>> begin
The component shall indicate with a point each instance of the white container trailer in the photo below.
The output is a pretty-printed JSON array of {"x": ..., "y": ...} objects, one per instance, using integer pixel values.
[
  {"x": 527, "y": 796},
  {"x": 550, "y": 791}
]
>> end
* Task
Reproduce the records above word for word, changing nothing.

* Worked answer
The component shall indicate with a point each instance of the white container trailer in the photo below.
The output is a pretty-printed JSON array of {"x": ..., "y": ...} objects, one per instance, using integer pixel values.
[
  {"x": 527, "y": 796},
  {"x": 550, "y": 791}
]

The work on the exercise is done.